TASK OBJECTIVE >>
Repeat the whole listing exactly as written.

# # # # #

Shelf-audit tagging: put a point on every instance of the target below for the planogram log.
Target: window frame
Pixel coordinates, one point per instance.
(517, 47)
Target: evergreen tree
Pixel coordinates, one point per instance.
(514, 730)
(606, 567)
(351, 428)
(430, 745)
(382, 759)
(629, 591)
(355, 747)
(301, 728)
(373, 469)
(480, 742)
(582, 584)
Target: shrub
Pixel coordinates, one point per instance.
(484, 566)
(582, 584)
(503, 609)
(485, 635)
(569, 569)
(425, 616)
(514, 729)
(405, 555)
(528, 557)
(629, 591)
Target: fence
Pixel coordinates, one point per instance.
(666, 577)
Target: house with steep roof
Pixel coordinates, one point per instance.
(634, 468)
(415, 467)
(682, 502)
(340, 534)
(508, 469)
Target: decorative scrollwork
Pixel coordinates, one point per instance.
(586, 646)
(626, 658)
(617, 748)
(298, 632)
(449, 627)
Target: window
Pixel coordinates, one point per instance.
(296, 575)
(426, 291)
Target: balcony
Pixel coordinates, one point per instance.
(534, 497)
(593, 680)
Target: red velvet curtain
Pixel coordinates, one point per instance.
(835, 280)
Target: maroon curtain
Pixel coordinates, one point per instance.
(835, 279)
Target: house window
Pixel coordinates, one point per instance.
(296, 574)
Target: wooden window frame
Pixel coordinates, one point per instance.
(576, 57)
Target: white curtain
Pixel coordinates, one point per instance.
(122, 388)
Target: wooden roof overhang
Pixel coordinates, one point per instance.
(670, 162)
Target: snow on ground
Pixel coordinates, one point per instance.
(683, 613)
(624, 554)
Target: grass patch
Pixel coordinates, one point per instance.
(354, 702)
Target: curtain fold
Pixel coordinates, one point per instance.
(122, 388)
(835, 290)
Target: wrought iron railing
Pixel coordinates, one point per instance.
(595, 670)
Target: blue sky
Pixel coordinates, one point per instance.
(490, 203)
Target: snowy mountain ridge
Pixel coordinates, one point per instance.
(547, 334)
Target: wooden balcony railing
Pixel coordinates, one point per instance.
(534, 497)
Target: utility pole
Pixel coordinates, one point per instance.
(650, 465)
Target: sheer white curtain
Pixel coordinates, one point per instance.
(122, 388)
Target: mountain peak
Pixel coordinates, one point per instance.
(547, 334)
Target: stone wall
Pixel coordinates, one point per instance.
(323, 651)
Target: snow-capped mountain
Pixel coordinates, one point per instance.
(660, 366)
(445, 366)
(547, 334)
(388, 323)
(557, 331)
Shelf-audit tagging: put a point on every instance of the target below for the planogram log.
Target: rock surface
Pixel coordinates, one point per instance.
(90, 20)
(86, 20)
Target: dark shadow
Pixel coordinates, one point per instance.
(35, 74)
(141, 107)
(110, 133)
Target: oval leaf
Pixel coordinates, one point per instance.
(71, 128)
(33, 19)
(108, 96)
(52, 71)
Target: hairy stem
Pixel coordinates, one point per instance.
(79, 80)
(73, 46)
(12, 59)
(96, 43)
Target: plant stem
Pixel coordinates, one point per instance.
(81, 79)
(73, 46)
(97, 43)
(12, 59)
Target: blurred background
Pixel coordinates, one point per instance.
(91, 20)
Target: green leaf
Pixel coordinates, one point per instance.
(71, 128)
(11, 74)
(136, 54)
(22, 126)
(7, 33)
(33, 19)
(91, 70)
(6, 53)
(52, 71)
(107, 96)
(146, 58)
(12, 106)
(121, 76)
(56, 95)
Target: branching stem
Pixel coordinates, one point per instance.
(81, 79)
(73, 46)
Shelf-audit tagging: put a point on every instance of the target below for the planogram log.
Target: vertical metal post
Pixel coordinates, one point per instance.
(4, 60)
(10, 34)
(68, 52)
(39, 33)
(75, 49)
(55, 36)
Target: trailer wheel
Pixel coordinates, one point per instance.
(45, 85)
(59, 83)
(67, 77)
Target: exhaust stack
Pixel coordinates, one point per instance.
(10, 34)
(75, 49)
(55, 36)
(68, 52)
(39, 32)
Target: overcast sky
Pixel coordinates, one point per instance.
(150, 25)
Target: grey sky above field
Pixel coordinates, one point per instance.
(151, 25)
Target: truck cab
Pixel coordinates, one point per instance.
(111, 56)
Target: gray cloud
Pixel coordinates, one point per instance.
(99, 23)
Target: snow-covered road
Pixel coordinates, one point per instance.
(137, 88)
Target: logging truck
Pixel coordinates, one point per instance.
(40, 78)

# # # # #

EXERCISE RESPONSE >>
Shelf-audit tagging: put a point on every instance of the target below for the planogram log.
Target: window frame
Pixel coordinates, one point per instance.
(517, 47)
Target: evergreen tree
Pixel coordinates, one point per instance.
(514, 730)
(606, 567)
(351, 428)
(430, 745)
(382, 759)
(629, 591)
(355, 747)
(301, 728)
(373, 469)
(480, 742)
(582, 584)
Target: shrub
Pixel coordinates, one point per instance.
(484, 566)
(582, 584)
(503, 609)
(485, 635)
(569, 569)
(425, 616)
(514, 729)
(405, 555)
(528, 557)
(629, 591)
Target: fence
Pixel coordinates, one point per instance.
(666, 577)
Target: house with steep roof
Pixel coordinates, one point per instance.
(634, 468)
(415, 467)
(682, 502)
(340, 534)
(508, 469)
Target: decorative scrollwork
Pixel coordinates, one point per instance.
(586, 646)
(626, 658)
(617, 748)
(298, 632)
(449, 627)
Target: window
Pixel coordinates, one point per instance.
(296, 575)
(426, 291)
Target: balcony
Pixel coordinates, one point per instance.
(534, 497)
(593, 680)
Target: red velvet curtain
Pixel coordinates, one point per instance.
(835, 280)
Target: maroon curtain
Pixel coordinates, one point per instance.
(835, 279)
Target: house window
Pixel coordinates, one point per instance.
(296, 574)
Target: wooden window frame
Pixel coordinates, one point per instance.
(576, 57)
Target: white curtain
Pixel coordinates, one point per instance.
(122, 388)
Target: wooden roof overhang
Pixel coordinates, one point per instance.
(670, 162)
Target: snow on ground
Pixel coordinates, one point per instance.
(683, 613)
(624, 554)
Target: grass patch
Pixel coordinates, one point per instance.
(354, 702)
Target: curtain fold
Pixel coordinates, one point per instance.
(122, 388)
(835, 290)
Target: wrought iron railing
Pixel coordinates, one point per instance.
(595, 670)
Target: blue sky
Pixel coordinates, one point per instance.
(490, 203)
Target: snowy mountain ridge
Pixel coordinates, one point per instance.
(547, 334)
Target: wooden balcony railing
Pixel coordinates, one point per instance.
(534, 497)
Target: utility pole
Pixel coordinates, one point per instance.
(650, 465)
Target: sheer white curtain
Pixel coordinates, one point per instance.
(122, 388)
Target: mountain peak
Pixel coordinates, one point per instance.
(547, 334)
Target: stone wall
Pixel coordinates, one point per instance.
(323, 651)
Target: snow-capped mountain
Pixel coordinates, one point per instance.
(660, 366)
(445, 366)
(547, 334)
(388, 323)
(557, 331)
Shelf-audit tagging: put a point on every instance of the target below for the planogram log.
Target: rock surface
Pixel coordinates, one point per instance.
(90, 20)
(86, 20)
Target: dark shadow
Pixel coordinates, one point per instance.
(35, 74)
(141, 107)
(110, 133)
Target: oval leaf
Pixel coordinates, one point per instance.
(71, 128)
(33, 19)
(108, 96)
(52, 71)
Target: hairy stem
Pixel coordinates, one point per instance.
(79, 80)
(73, 46)
(12, 59)
(96, 43)
Target: plant stem
Pixel coordinates, one point per instance.
(81, 79)
(73, 46)
(97, 43)
(12, 59)
Target: blurred background
Pixel coordinates, one point per instance.
(91, 20)
Target: green leaf
Pixel coordinates, one point per instance.
(71, 128)
(11, 74)
(136, 54)
(22, 126)
(7, 33)
(33, 19)
(91, 70)
(6, 53)
(52, 71)
(107, 96)
(146, 58)
(12, 106)
(121, 76)
(56, 95)
Target: branching stem
Pixel coordinates, one point per instance.
(81, 79)
(73, 46)
Shelf-audit tagging: put a point on every instance of the target below for the planogram log.
Target: vertical metal post
Pixel coordinates, one point per instance.
(4, 60)
(10, 34)
(68, 52)
(39, 33)
(75, 49)
(55, 36)
Target: trailer wheel
Pixel coordinates, one point per instance.
(45, 85)
(59, 83)
(67, 77)
Target: exhaust stack
Pixel coordinates, one point per instance.
(10, 34)
(75, 49)
(55, 36)
(68, 52)
(39, 32)
Target: overcast sky
Pixel coordinates, one point per instance.
(150, 25)
Target: grey sky above field
Pixel coordinates, one point per instance.
(151, 25)
Target: truck cab
Pixel coordinates, one point per instance.
(111, 56)
Target: gray cloud
Pixel coordinates, one point per instance.
(99, 23)
Target: snow-covered road
Pixel coordinates, one point per instance.
(137, 88)
Target: logging truck
Pixel coordinates, one point per instance.
(40, 78)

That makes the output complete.